Description of the task: Count the lines in the rows below that contain the string "background", with case taken into account. Give only the number.

(Records of labeled boxes)
(begin)

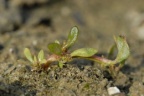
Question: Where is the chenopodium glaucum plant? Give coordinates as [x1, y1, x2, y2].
[24, 27, 130, 76]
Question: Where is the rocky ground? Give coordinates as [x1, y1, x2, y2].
[0, 0, 144, 96]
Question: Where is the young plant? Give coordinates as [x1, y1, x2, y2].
[24, 48, 47, 67]
[24, 27, 130, 75]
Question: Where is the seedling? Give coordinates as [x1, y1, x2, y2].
[24, 48, 47, 67]
[24, 27, 130, 75]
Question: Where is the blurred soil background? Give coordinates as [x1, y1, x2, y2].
[0, 0, 144, 96]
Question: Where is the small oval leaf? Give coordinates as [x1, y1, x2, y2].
[24, 48, 33, 63]
[70, 48, 97, 57]
[38, 50, 44, 62]
[114, 36, 130, 63]
[48, 43, 62, 55]
[63, 27, 78, 50]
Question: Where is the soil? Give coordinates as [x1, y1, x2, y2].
[0, 0, 144, 96]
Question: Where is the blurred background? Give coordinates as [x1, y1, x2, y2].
[0, 0, 144, 58]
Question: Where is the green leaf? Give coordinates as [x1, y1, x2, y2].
[24, 48, 33, 63]
[58, 62, 64, 68]
[38, 50, 44, 62]
[114, 36, 130, 63]
[70, 48, 97, 57]
[63, 27, 78, 50]
[48, 43, 62, 55]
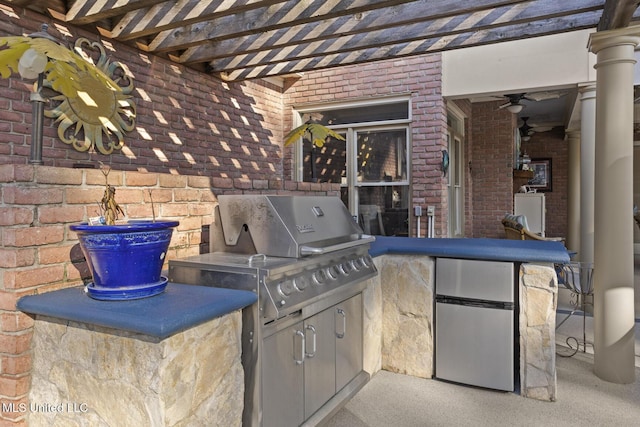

(end)

Response: 2